Set task: Below is a set of records; restate each one word for word.

Begin Material for the task

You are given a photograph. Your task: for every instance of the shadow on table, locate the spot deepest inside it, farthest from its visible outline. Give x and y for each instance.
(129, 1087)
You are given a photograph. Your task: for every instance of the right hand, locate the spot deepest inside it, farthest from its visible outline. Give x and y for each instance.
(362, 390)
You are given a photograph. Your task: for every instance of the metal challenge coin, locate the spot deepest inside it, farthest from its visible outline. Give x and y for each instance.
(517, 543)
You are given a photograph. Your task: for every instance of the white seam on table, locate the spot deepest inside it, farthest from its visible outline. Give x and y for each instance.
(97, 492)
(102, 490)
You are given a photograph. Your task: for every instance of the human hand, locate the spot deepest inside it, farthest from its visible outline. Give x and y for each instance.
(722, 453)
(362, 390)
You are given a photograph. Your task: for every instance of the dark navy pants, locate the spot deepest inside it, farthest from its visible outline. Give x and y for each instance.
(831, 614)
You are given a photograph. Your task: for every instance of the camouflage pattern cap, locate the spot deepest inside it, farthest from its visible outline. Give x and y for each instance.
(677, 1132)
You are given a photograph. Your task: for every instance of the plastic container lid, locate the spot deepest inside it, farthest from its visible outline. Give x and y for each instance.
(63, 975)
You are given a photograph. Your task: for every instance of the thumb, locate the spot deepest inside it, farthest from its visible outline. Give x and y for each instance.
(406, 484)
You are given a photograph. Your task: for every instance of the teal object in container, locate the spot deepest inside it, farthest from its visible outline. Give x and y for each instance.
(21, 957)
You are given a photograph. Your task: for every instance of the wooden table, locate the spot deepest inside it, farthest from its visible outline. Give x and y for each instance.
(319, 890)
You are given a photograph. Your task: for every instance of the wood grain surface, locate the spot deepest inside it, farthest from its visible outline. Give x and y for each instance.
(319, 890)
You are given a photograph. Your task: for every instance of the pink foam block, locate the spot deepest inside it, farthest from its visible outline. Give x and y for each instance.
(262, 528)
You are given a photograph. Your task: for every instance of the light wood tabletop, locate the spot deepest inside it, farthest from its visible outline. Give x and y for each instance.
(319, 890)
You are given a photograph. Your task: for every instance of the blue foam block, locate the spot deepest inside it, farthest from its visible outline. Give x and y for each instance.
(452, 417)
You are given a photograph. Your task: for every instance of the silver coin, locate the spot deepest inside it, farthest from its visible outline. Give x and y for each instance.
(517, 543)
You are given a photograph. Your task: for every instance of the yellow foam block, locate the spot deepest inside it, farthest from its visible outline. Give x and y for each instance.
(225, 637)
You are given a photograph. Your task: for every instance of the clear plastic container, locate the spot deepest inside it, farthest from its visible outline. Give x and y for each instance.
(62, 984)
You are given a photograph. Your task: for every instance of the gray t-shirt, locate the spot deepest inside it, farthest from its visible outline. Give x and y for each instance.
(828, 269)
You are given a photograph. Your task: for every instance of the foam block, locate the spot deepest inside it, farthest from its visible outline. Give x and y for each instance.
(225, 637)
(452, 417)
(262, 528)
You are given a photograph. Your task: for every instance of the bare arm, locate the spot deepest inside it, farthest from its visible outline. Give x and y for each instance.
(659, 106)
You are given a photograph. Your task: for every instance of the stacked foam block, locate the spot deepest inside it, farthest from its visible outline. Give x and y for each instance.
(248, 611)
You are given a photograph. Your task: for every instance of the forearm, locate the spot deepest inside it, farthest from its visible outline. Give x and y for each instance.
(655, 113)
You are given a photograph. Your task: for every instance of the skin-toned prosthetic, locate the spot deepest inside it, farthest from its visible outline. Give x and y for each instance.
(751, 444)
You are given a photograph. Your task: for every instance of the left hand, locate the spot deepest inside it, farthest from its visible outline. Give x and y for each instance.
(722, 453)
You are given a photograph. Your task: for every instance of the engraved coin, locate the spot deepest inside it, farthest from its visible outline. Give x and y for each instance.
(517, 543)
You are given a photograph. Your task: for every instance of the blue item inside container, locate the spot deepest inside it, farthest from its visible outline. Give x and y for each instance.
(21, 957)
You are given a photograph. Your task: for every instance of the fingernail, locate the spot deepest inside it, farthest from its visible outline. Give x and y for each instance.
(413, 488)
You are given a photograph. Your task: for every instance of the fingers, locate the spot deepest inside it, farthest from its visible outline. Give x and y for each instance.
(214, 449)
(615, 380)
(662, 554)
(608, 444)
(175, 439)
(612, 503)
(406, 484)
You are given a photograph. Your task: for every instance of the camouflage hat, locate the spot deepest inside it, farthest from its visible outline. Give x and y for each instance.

End Material for the task

Output of the task:
You are given a photograph. Your task: for every instance of the shadow on table, locate the spot deepest inside it, farthest from its visible outline. Give x and y for each instance.
(129, 1087)
You are given a photograph. Your task: for every instance of the right hand, locate the spot deepest inside it, farthest from its visible outline. Give x and y for each instance.
(362, 390)
You are given a photograph. Your task: for every instance of the metal challenge coin, locate the spot deepest inside it, farthest from its visible outline. Give x and y for each instance.
(517, 543)
You are given a photograph. Your task: for every instance of the white seam on table, locate the spot deepest inside it, farthest from its visible outline. Give x and y for each instance.
(97, 492)
(102, 490)
You are given a photograph. Your task: for every instance of the human hand, locate the spot deepest inside it, farthest from its visible outline. Give x and y for each instance.
(722, 453)
(362, 390)
You are given a photograph. Your task: for every instance of the dark navy pants, locate the spot deepest inside it, farthest from its visible outline. Give x and y for each instance.
(831, 614)
You are given a photograph. Your task: for every instance of the camouflage pattern cap, locate the spot deepest inside it, farthest from its visible outline. Give x and y for each instance.
(677, 1132)
You are given a photograph. Your task: for every instance of the plastic container lid, locate the spot deepest inside it, farthest from its visible outline. Give x and y for each instance.
(63, 975)
You are given a photograph. Your task: for every instance of the thumb, locate the spot deepest inside it, farthest from its visible outline. Give x and y for each instance.
(406, 484)
You are given a photograph. Your task: for every instance of the teal object in container, locate the spot deepest inside it, farthest from its visible outline. Give x and y for each instance.
(21, 957)
You are given a photograph. Your task: for every instance of the wooden table, locate the spot deepest inside it, farthest from its visible outline. Give x and y for each instance.
(319, 890)
You are given a photograph. Your task: for every instance of the wood grain surface, locate the spot deepest inside it, farthest from its visible outline. Give x and y for each instance.
(319, 890)
You are given a photograph. Your task: for every instance of the pink foam block, locate the spot deepest inside it, farthest from its visible outline. Give x and y for each instance.
(262, 528)
You are given a photograph. Your task: for every instance of the light wood tabletop, locate the spot deepest inside it, farthest from its visible outline. Give x and y for each instance.
(319, 890)
You are given a photograph. Your task: for every instance of the blue foam block, locate the spot deepest inside it, farthest from its visible outline. Give x and y for each instance.
(452, 417)
You are given a photograph. Your task: for every instance of the silver coin, locate the spot deepest inside it, farthest from its visible outline. Give x and y for each instance.
(517, 543)
You are given a photograph. Your task: for every instance of the yellow foam block, locate the spot deepest inside it, farthest from its visible outline. Give x and y for each instance.
(225, 637)
You are given a photograph. Your task: for every instance of the clear plastic container, locate the spot deepest inside it, farthest from its visible outline. Give x and y for each instance.
(62, 984)
You are given a photograph. Your task: for every instance of the gray t-shirt, locate the spot deepest inside it, farthest from its visible outline. Give x and y for each instance.
(828, 269)
You are given a photograph. Your task: for every instance of the foam block, locate the spot deepest inside it, farthest from its visible outline. Give x and y for each instance.
(225, 637)
(452, 417)
(262, 528)
You are given a photograph. Your task: for every instance of the bare arm, locate the spot deepest inside it, farthest from its visible outline. Give x and y for each instance.
(659, 106)
You are given a photograph. Your task: for every instance of the stacked foam block, locate the spot deepest inside it, farthest from its visible outline. Give x and y for each instance.
(248, 611)
You are given a photograph. Your task: for every instance of the forearm, locate the spot deepest inside it, farthest from its visible outline. Give x and y for each instance.
(655, 113)
You are given a photograph. Your task: for every instance of the skin-toned prosthetic, locate the spot deepest inside it, farthest from its visible outline. Give x and y for each instance.
(751, 444)
You are given a photograph. Your task: for every instance of the left hand, locate the spot deepest inside it, farthest from its visible outline. Give x and y for each instance.
(722, 453)
You are given a photograph. Your task: for every instance of the engraved coin, locate the spot deepest inside it, farthest from its visible outline. Give x and y for each instance.
(517, 543)
You are given a photograph. Your task: for every instance of the blue item inside container, locate the spot deepest inside it, farthest from its visible outline. Give x and y for each instance.
(21, 957)
You are given a photograph. Your task: for every instance of the fingernail, locate the spot deepest inside it, farthest from its visible outline. Give x and y for each instance.
(413, 488)
You are given a photograph. Your task: for every instance of the fingers, locate the spot deepest inside it, farthest from its visible outline. Give x and y for each instance.
(214, 449)
(615, 380)
(662, 554)
(608, 444)
(175, 439)
(612, 503)
(406, 484)
You are given a photograph. Your task: for every instance of the camouflage hat, locate the spot deepest inside it, farthest from its visible outline. Give x and y for each instance.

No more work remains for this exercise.